[Assignment]
Look below for lines that hold the string "flap" and copy each one.

[Available data]
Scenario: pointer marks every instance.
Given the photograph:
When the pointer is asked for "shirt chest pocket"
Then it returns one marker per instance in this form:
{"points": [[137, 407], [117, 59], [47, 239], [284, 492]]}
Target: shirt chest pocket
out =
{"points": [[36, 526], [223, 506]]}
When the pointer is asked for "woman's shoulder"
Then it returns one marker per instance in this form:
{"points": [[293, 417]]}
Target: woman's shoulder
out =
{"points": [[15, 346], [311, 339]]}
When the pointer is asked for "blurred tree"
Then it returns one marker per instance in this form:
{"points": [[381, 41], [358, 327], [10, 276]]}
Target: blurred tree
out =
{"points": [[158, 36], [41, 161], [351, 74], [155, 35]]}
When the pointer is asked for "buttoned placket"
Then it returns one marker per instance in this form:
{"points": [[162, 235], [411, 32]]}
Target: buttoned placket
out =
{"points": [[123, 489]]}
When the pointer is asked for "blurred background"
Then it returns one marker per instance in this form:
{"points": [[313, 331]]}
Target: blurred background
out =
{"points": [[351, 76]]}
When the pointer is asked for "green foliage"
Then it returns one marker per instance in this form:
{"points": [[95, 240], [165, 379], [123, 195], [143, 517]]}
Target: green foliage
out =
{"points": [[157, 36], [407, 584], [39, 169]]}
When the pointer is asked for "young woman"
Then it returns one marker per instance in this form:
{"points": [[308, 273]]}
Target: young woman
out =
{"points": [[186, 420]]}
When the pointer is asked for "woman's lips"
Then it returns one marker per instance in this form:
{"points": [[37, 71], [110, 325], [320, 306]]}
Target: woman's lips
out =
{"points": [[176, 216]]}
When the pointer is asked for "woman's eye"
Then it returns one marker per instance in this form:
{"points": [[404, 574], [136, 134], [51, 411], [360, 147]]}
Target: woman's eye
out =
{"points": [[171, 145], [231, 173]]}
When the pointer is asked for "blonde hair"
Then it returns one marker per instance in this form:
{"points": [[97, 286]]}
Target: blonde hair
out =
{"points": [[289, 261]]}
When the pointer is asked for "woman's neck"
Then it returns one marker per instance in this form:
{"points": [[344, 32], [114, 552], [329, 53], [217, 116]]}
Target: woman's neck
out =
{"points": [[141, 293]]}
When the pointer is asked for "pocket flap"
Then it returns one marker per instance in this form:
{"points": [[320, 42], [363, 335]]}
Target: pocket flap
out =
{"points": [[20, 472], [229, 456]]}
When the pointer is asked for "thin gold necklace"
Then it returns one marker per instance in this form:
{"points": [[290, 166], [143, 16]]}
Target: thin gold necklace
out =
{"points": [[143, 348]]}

[Your response]
When the pointer is asked for "pocket flap"
Target: pocket flap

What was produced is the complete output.